§ PAGE EXTRACT
[Start of Attachment]

Creative Block: Moving Forward When Your Industry Is Not

Words by Jasmina Matulewicz
Illustration by Lauren Chapa

In the words of The Financial Times, creative industries are facing a ‘cultural catastrophe’, what with everything 2020 has thrown at us so far. It’s no surprise, then, that they’ve opted for saving themselves before saving anxious graduates. The uncertainty is likely to stick around for a while, so what can we do to pass the time?

Having officially finished university in June, education feels distant, like it had happened in another lifetime, and I often have to remind myself that, actually, I worked my ass off to get here.

Between unpaid work placements, a retail job, and practically living in the library, I graduated with a first-class bachelor’s in journalism. ‘A journalist in the family, would you look at that!’ my stepdad wrote in a cheery graduation card. And although both my LinkedIn and my academic profiles confirm the title, I feel far from satisfied.

A qualification was the first step in a twisting staircase leading up to a career in magazines. Had everything gone to plan, this summer would have, ideally, included a graduate scheme at The Telegraph, an editorial placement at Penguin Random House, or a junior role at a local paper. A few months and a few respectable by-lines later, I would have secured a glamorous job as a feature writer.

[End of Attachment]

§ DATA SEGMENT
[Start of Attachment]

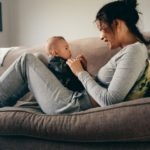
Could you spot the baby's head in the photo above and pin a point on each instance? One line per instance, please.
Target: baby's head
(58, 46)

[End of Attachment]

§ STUDY QUESTIONS
1 – Do these statements agree with the article on creative block? Answer yes or no for each, quoting the deciding words. (a) The writer finished university in June. (b) The writer earned a master's degree in journalism. (c) The graduation card came from the writer's mother.
2 – Extend the article on creative block, starting after its final sentence.

§ ANSWERS TO THE TASKS
1 –
(a) Yes: "Having officially finished university in June"
(b) No: "I graduated with a first-class bachelor’s in journalism"
(c) No: "my stepdad wrote in a cheery graduation card"

2 –
Alas, reality hit, as did rejection and cancellation emails, half-apologetic notes of appreciation not doing much to alleviate a growing feeling of hopelessness. I considered wrapping myself back up in the safety net of education, or making use of my European passport now that I’m no longer tied to a timetable. A global pandemic renders both of the above slightly less desirable, so, disappointed, I spent the last month or so questioning my purpose over chocolate ice cream.

I’m not one to preach mandatory productivity during a pandemic but, evenings reserved for sci-fi novels and dreaming about hiking the Himalayas, I’m trying to move my plan along. Snail speed, but moving. Think of it this way: if it’s getting you half a step closer to your goal, it’s probably worth your time.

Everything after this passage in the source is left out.